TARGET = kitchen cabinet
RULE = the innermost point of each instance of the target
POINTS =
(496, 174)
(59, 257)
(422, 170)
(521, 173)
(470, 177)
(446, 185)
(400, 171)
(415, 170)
***
• [EXERCISE DIRECTIONS]: Rescale the rows: reproduce every line, including the requests, but multiply each point coordinate by 2.4 and round it to a whole number, rounding halves up.

• [WRITTEN RESPONSE]:
TARGET = kitchen cabinet
RULE = the innermost point of each instance of the target
POINTS =
(1190, 418)
(142, 617)
(1013, 408)
(1250, 415)
(1128, 425)
(1070, 444)
(960, 410)
(996, 408)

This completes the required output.